* [Supplied material]
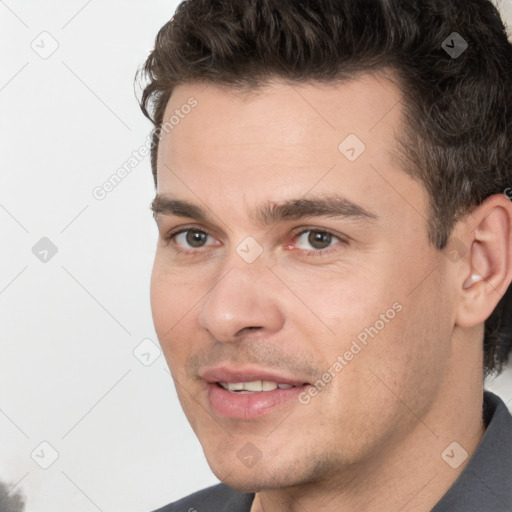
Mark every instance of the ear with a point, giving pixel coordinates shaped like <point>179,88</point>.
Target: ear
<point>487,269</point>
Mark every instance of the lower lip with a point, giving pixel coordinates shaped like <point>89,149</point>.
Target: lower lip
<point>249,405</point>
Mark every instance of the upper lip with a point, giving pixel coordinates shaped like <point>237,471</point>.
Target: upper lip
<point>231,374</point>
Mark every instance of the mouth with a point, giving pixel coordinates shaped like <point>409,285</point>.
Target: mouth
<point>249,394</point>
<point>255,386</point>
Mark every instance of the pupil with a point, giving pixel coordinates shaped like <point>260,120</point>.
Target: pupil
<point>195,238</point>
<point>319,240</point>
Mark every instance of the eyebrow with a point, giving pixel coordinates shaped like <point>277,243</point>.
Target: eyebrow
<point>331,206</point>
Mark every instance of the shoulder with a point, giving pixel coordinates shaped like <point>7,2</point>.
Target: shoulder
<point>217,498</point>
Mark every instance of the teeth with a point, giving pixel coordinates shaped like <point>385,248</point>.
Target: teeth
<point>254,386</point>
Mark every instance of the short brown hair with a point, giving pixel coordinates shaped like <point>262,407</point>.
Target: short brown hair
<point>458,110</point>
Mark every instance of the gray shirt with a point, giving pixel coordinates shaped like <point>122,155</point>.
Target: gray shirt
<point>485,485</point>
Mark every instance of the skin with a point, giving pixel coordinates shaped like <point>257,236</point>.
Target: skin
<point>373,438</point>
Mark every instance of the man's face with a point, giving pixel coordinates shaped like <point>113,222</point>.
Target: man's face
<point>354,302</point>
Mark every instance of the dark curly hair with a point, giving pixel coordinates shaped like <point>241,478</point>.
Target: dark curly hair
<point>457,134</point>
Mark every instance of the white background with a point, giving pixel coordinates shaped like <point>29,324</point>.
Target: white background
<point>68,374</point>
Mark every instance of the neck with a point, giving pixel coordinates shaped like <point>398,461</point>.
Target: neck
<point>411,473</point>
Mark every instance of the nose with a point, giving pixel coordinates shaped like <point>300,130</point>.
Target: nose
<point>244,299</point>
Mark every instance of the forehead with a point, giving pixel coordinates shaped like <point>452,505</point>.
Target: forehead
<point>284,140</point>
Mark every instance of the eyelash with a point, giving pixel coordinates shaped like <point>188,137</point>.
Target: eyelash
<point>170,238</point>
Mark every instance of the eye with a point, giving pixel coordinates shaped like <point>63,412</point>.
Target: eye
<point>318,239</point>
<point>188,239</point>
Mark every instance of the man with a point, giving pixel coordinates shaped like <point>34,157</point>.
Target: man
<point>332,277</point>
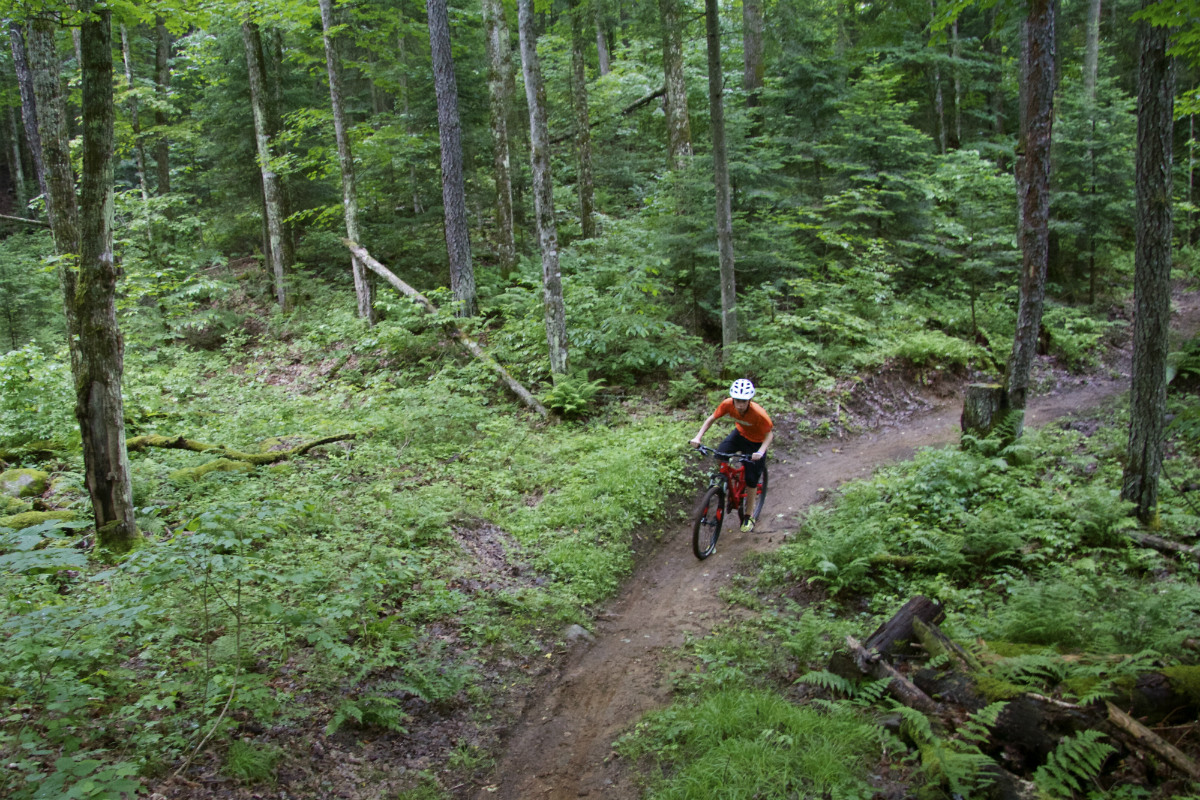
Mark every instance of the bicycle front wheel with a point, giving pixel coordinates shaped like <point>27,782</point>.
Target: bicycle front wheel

* [Task instructions] Among the lines above, return those that hold the word "bicycle".

* [Written response]
Mark every instance of the bicycle front wheel with a point, giving pixel coordinates shaped like <point>27,782</point>.
Target: bicycle front wheel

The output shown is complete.